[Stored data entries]
-*-

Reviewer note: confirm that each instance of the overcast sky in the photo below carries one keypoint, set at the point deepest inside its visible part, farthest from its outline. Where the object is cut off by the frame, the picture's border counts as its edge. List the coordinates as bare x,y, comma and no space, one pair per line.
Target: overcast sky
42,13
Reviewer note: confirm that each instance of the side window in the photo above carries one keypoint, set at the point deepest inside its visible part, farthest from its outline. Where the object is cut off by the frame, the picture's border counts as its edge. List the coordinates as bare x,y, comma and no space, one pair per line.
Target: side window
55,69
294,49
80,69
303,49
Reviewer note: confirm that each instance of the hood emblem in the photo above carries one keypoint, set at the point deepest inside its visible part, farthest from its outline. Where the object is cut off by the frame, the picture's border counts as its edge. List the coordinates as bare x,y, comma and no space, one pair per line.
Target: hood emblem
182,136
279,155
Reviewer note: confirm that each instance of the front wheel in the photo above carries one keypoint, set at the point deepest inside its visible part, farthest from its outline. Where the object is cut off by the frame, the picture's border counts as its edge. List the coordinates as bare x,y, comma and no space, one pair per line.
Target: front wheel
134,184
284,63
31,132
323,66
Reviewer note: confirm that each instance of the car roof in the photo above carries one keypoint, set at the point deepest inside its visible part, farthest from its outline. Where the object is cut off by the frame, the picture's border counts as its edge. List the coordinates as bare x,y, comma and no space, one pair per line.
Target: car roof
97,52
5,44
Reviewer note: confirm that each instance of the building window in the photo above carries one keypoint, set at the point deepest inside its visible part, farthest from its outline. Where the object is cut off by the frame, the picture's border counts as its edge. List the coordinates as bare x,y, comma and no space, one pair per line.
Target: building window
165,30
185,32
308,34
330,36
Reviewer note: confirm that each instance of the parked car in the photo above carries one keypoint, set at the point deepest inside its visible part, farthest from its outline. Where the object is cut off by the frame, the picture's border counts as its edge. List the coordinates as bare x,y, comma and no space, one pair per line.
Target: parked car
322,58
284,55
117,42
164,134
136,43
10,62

-*-

● **Exercise requirements**
Repeat only the lines starting at the one that contains "Target: front wheel" and ending at the last line above, exactly as written.

● **Exercise solution**
Target: front wheel
134,184
284,63
31,132
323,66
Reviewer note: confirm that each instance of the car roof in the photo above carries one keypoint, set at the point deepest inside its visible part, farthest from its outline. Where the object is cut off by the frame, the picture's border counts as its edge. List the coordinates as bare x,y, comma and no space, one pair per line.
Target: car roof
97,52
5,44
Reviewer note: confirm that each instance of the building window in the photo above carries one keypoint, set at the point deepest inside its visible part, farthest from its outline. Where the object is cut off by the frame, the picture's border counts as its edge. List the coordinates as bare x,y, comma and no space, one pair per line.
Target: building window
165,30
185,32
308,34
330,36
Reviewer note: confirm that each instance of the parked car in the photo above carries one keypoint, set at the point deepest inside its visible part, farthest from its outline. Where the object is cut off by the frame, the picture's border counts as its edge. List the coordinates as bare x,y, comma and no space, one pair per line.
Target: parked car
322,58
284,55
117,42
164,134
136,43
10,62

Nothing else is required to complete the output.